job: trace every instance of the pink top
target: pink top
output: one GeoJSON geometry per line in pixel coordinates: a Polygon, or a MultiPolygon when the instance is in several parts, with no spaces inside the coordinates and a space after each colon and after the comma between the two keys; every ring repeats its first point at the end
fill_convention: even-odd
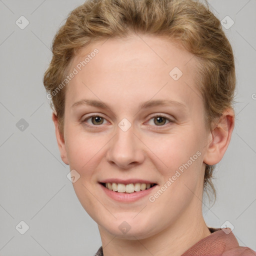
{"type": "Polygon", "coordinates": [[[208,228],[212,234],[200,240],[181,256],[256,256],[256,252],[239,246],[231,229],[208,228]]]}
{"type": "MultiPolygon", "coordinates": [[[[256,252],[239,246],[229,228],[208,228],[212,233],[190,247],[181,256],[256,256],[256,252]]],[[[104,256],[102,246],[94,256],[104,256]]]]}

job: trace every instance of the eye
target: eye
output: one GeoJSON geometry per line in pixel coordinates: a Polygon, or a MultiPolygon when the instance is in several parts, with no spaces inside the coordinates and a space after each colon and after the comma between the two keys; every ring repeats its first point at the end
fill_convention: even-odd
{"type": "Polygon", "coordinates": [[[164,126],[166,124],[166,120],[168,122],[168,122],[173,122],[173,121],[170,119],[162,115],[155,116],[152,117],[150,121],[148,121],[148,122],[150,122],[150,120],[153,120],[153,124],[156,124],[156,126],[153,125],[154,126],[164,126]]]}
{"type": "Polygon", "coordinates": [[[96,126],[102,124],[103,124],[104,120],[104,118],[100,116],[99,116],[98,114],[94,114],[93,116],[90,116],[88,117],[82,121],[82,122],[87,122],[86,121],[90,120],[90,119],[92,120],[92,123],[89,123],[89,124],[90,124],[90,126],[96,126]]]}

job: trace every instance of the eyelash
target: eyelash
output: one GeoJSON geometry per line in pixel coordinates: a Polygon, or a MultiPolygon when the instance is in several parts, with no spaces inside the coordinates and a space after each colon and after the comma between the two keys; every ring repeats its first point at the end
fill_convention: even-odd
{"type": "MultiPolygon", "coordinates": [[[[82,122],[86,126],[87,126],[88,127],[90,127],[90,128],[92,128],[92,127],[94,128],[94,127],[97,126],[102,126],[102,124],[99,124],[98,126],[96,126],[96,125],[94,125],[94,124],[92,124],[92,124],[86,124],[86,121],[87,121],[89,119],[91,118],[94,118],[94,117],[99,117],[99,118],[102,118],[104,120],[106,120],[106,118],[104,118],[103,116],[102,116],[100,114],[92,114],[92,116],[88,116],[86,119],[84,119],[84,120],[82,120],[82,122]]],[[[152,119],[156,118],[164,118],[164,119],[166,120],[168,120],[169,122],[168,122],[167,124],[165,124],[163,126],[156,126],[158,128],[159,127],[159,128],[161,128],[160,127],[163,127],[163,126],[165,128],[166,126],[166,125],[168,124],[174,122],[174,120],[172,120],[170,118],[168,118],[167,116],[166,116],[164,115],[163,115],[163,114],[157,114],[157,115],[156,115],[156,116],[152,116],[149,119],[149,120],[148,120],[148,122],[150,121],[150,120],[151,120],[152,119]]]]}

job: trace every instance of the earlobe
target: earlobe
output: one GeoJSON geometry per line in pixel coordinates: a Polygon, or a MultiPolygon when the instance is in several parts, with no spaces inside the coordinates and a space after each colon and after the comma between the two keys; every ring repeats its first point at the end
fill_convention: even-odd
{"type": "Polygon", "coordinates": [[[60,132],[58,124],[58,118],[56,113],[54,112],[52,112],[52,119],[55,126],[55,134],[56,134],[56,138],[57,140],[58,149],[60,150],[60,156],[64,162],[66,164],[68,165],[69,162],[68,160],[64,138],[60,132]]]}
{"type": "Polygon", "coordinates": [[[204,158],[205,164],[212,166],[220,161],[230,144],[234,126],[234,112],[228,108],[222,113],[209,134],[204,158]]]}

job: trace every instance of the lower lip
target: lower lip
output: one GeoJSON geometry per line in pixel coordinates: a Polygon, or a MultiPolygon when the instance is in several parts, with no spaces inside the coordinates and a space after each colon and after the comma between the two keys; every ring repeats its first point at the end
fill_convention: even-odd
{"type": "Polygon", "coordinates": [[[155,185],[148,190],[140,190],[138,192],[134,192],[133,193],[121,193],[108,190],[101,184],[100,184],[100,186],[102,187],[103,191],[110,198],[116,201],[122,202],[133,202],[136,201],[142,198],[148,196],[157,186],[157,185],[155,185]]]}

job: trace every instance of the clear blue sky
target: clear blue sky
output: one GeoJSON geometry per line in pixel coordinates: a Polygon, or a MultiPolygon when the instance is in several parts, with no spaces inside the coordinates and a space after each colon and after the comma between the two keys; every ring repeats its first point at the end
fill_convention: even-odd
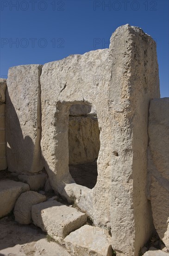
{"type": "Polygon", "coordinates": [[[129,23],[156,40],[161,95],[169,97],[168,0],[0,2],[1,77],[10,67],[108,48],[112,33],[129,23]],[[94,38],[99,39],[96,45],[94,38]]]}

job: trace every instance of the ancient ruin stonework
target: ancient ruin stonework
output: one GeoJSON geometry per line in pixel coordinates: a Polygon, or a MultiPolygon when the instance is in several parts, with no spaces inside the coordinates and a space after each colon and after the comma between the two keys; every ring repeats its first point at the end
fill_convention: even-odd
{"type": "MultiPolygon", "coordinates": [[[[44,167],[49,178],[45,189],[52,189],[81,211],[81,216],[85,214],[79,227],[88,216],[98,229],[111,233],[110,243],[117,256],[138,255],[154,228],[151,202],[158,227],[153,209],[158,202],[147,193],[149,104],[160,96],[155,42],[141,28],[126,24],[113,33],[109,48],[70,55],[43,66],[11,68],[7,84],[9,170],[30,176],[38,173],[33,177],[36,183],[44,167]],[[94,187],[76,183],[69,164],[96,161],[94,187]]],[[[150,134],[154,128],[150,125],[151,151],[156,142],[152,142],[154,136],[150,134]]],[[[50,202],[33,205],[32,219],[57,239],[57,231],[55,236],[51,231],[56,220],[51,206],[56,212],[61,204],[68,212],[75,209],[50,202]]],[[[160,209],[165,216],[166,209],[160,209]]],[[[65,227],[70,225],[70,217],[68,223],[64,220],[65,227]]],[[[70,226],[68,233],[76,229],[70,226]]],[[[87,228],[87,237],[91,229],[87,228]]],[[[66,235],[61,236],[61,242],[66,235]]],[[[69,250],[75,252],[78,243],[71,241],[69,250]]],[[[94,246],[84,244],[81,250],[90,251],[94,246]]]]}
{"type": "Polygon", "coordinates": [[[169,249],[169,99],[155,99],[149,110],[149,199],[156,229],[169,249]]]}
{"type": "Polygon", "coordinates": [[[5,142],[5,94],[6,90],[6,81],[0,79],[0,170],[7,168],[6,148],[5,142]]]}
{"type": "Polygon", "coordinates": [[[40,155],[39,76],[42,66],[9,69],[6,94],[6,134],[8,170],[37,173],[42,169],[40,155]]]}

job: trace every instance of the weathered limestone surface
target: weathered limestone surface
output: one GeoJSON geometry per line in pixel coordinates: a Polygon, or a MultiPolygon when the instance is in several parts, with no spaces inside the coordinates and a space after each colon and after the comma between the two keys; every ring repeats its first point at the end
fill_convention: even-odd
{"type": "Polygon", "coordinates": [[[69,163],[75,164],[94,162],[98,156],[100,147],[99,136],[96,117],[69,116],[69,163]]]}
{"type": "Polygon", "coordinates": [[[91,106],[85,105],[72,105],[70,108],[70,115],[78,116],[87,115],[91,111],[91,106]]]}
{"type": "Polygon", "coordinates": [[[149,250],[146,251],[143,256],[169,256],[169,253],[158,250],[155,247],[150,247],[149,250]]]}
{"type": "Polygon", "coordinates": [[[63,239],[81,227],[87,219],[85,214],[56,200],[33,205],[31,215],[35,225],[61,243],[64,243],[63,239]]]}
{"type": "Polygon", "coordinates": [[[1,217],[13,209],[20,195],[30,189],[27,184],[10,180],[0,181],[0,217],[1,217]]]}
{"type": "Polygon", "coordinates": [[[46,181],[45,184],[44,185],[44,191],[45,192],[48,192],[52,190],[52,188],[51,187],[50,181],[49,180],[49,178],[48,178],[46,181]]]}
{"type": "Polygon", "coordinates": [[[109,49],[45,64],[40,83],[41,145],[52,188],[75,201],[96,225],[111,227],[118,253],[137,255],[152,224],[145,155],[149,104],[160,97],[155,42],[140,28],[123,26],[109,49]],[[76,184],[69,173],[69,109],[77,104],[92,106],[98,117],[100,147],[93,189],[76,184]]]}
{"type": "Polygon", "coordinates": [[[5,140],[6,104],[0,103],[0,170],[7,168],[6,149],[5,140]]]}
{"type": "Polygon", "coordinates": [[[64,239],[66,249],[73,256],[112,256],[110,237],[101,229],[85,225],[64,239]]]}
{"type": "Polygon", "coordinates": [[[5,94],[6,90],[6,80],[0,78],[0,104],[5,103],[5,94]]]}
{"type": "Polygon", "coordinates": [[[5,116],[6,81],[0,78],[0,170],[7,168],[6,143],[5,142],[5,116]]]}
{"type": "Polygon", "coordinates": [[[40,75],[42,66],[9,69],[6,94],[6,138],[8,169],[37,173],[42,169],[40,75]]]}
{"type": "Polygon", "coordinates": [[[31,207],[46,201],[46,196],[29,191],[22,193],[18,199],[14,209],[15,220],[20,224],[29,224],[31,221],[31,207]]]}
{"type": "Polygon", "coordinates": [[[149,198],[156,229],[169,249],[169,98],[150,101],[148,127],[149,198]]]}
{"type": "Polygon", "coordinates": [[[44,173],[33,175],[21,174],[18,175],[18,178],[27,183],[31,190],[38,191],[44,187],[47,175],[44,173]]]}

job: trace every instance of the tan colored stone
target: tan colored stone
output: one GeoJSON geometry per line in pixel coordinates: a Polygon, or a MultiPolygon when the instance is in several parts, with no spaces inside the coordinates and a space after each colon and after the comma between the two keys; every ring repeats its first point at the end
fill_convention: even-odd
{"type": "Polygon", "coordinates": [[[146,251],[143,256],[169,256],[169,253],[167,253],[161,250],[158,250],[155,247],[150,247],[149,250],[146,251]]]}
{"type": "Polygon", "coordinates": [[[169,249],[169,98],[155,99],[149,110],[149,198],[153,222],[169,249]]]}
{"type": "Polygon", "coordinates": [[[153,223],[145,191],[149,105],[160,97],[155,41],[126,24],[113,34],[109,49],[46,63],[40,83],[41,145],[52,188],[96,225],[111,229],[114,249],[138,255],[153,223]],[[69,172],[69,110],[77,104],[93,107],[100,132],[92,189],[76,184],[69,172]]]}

Instruction:
Pull out every line of the data above that contains the word "ruin", and copy each one in full.

Final answer:
job: trace every instance of the ancient ruin stonework
target: ancient ruin stonework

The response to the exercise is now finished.